◆ Page extract ◆

※ ※ ※

The following is the introduction to the latest issue of the Full Stop Reviews Supplement. To read the rest, subscribe at our Patreon page.
In the late nineteenth and early twentieth centuries, fears circulated that circulating libraries might transmit diseases including smallpox, scarlet fever, and influenza through the pages of books. In attempts to disinfect them, library books were baked, steamed, misted with carbolic acid, fumigated with formaldehyde, and burned.
In response to such fears, the author of an 1883 article in Library Journal called“Libraries and Disease”satirically argued that for those afraid of being infected by a disease transmitted by a library book, it would be advisable to “never read a book after it has been read by anyone else.” The author doubts that books serve as vectors of disease, and believes the panic around the matter to have been instigated by opponents of the burgeoning public library movement. Nevertheless, the fact that he sees this solution to infectious books as itself absurd, draws attention to an important fact: reading is social. It was, of course, the aim of the public library movement to initiate the emergence of a new, wider reading public through the transmission of literature. Priscilla Wald writes in Contagious: Cultures, Carriers, and the Outbreak Narrative that“the interactions that make us sick also constitute us as a community. Disease emergence dramatizes the dilemma that inspires the most basic of human narratives: the necessity and danger of human contact.” Where reading is often thought of as primarily a solitary practice, a relationship developed between a reader and their book, in this way these fears of infectious literature highlighted the materiality and sociality of books, indexing the larger infrastructures supporting acts of reading.

※ ※ ※

◆ Dataset extract ◆
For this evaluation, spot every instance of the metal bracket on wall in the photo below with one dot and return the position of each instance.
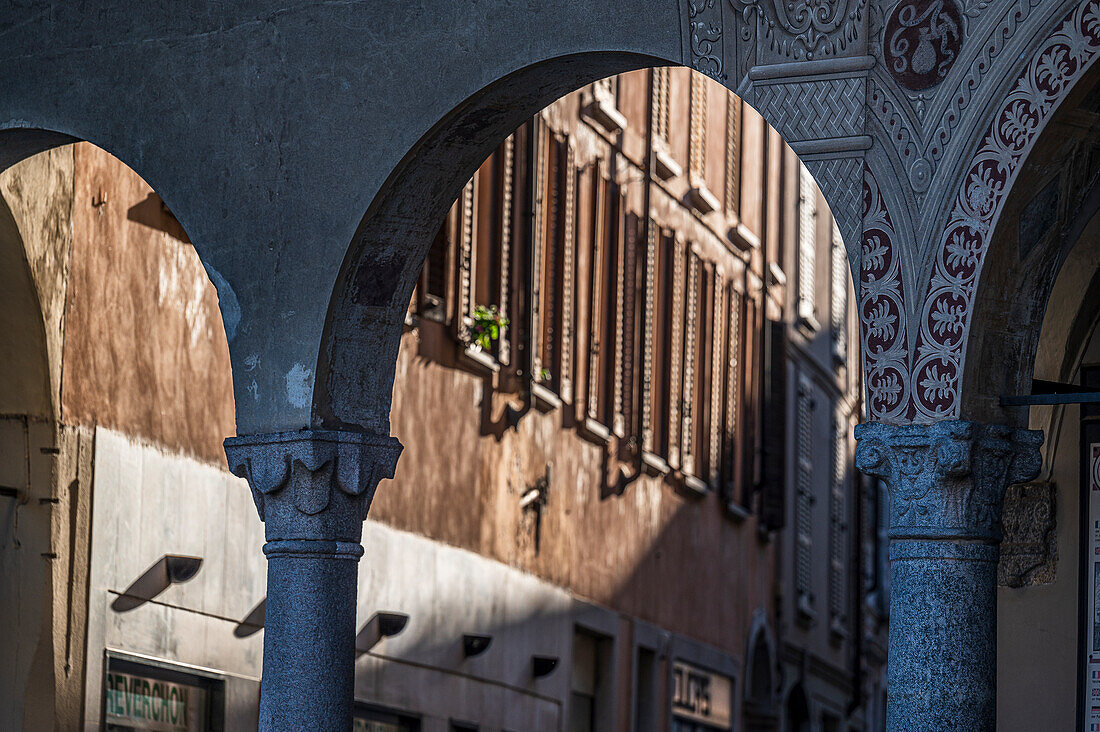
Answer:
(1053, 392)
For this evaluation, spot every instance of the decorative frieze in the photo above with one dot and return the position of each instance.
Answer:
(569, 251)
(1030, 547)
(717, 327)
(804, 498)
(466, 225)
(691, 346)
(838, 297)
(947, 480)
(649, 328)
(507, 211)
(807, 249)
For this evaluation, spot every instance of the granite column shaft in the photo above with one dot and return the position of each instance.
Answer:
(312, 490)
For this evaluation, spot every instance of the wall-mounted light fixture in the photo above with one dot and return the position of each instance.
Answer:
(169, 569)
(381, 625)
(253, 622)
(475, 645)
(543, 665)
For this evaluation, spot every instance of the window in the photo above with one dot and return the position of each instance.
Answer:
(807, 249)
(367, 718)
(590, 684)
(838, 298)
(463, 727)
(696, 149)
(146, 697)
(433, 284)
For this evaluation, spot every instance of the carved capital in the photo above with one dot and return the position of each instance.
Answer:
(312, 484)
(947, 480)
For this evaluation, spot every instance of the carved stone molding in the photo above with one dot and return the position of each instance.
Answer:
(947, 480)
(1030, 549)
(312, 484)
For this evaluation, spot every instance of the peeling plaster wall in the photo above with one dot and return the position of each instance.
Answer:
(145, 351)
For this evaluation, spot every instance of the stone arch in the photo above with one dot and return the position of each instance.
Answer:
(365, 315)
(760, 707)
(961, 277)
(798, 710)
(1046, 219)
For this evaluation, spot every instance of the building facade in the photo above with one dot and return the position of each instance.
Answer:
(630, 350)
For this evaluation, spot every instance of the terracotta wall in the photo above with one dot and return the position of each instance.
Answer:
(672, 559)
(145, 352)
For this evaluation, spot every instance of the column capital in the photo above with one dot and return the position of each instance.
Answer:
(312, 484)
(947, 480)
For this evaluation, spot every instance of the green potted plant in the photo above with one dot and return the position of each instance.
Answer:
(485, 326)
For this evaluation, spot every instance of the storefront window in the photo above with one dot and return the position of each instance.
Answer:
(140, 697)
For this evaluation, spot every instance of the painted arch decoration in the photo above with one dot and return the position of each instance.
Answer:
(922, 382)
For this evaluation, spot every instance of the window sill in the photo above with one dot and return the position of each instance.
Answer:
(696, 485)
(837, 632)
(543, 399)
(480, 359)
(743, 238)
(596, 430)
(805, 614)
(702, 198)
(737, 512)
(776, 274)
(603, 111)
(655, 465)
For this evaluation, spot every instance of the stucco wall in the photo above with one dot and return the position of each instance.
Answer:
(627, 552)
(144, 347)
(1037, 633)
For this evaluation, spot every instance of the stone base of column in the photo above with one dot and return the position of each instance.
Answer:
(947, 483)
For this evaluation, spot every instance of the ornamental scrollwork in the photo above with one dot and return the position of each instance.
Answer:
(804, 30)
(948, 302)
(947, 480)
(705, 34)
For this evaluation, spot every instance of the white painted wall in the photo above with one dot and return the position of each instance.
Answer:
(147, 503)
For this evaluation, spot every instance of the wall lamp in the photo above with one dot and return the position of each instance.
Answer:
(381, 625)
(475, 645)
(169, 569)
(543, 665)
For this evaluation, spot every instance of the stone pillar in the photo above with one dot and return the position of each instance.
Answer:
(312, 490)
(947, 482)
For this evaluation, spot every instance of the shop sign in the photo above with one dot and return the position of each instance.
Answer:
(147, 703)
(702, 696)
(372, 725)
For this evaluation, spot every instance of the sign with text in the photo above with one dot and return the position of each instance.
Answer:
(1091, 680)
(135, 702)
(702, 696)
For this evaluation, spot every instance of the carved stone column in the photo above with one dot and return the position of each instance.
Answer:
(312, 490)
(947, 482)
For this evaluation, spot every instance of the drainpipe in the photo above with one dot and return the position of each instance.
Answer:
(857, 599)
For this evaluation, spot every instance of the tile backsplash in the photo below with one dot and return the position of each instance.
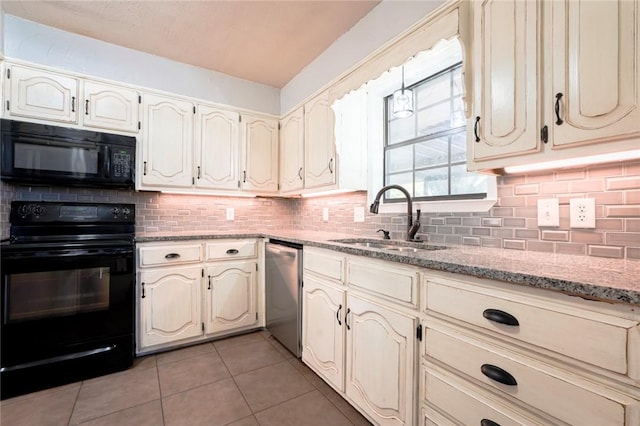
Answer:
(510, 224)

※ ※ ※

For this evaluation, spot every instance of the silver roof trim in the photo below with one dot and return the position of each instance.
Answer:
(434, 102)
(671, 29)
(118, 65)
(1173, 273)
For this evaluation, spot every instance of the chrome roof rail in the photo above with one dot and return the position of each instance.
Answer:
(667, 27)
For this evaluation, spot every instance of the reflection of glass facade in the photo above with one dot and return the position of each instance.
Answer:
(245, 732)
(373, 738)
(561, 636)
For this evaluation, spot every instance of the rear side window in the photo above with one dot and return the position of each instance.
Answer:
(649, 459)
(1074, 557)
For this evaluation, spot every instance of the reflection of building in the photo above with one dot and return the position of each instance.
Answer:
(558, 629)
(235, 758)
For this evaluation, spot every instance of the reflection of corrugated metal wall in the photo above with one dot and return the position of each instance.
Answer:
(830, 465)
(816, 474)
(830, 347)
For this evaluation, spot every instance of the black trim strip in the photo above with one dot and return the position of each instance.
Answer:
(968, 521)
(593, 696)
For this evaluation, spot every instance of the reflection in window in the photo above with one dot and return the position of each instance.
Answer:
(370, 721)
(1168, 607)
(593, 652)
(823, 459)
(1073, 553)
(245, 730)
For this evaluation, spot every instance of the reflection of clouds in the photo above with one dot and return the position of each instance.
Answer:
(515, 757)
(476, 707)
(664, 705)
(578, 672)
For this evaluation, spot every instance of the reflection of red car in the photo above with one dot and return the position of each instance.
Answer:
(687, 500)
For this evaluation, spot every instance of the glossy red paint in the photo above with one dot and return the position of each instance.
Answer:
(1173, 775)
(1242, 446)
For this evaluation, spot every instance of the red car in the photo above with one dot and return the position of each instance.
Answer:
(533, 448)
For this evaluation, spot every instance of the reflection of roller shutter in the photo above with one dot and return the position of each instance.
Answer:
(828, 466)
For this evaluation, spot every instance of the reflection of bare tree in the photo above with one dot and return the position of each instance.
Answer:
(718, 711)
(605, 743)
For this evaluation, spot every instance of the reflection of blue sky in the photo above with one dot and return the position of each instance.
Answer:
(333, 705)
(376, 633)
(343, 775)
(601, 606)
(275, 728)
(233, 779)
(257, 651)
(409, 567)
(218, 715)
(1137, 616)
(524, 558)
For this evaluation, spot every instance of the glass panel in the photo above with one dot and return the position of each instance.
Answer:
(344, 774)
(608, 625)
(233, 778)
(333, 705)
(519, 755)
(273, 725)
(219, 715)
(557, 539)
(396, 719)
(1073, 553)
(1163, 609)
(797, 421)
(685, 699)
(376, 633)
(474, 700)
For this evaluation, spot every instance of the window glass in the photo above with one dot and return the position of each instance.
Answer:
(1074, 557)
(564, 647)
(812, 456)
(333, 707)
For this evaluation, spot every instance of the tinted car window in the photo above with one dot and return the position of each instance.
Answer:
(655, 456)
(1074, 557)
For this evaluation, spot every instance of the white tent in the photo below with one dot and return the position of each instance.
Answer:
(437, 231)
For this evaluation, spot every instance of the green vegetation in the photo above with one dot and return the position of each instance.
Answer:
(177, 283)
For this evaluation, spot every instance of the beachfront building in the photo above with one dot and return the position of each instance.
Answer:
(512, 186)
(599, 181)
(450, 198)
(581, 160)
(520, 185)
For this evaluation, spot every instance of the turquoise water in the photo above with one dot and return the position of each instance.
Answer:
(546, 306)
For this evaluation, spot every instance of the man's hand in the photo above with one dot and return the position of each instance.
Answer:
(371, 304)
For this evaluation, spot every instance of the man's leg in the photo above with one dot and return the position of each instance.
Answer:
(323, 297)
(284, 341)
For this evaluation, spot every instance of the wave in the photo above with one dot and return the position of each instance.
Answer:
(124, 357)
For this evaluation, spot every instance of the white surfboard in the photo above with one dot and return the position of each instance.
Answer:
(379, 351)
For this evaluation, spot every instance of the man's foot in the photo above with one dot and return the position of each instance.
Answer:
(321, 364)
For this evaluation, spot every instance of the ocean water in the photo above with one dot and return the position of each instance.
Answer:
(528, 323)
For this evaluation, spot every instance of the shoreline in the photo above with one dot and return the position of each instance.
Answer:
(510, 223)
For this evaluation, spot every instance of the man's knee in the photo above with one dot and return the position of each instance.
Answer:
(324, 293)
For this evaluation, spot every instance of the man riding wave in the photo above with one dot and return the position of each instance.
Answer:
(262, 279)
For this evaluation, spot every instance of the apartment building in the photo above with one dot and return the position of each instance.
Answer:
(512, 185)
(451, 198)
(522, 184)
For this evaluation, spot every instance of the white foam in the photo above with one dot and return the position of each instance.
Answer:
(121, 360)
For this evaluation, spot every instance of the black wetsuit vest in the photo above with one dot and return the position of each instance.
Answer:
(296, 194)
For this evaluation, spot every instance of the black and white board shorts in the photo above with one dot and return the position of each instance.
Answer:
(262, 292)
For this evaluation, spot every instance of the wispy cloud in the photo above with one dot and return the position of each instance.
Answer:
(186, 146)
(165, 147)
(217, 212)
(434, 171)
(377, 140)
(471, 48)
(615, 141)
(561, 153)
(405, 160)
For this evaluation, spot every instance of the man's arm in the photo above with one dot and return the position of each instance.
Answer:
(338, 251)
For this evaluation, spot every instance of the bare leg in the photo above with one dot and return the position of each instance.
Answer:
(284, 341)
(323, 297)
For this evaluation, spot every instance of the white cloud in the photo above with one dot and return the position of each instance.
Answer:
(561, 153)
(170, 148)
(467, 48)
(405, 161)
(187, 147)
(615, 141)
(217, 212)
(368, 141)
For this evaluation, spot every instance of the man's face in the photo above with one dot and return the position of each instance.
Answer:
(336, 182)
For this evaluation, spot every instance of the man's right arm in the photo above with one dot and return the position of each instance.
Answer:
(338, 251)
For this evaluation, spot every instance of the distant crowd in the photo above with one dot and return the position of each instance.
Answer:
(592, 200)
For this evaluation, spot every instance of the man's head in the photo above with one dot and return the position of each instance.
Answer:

※ ※ ※

◆ Explore the material ◆
1 - What is this sentence from the passage on library books and disease in Spanish: "In attempts to disinfect them, library books were baked, steamed, misted with carbolic acid, fumigated with formaldehyde, and burned."?
2 - Can you reproduce, word for word, the part of the passage on library books and disease that opens with the words containing "In the late" and closes with "formaldehyde, and burned."?

◆ Answer section ◆
1 - En un intento de desinfectarlos, los libros de las bibliotecas eran horneados, tratados con vapor, rociados con ácido carbólico, fumigados con formaldehído y quemados.

2 -
In the late nineteenth and early twentieth centuries, fears circulated that circulating libraries might transmit diseases including smallpox, scarlet fever, and influenza through the pages of books. In attempts to disinfect them, library books were baked, steamed, misted with carbolic acid, fumigated with formaldehyde, and burned.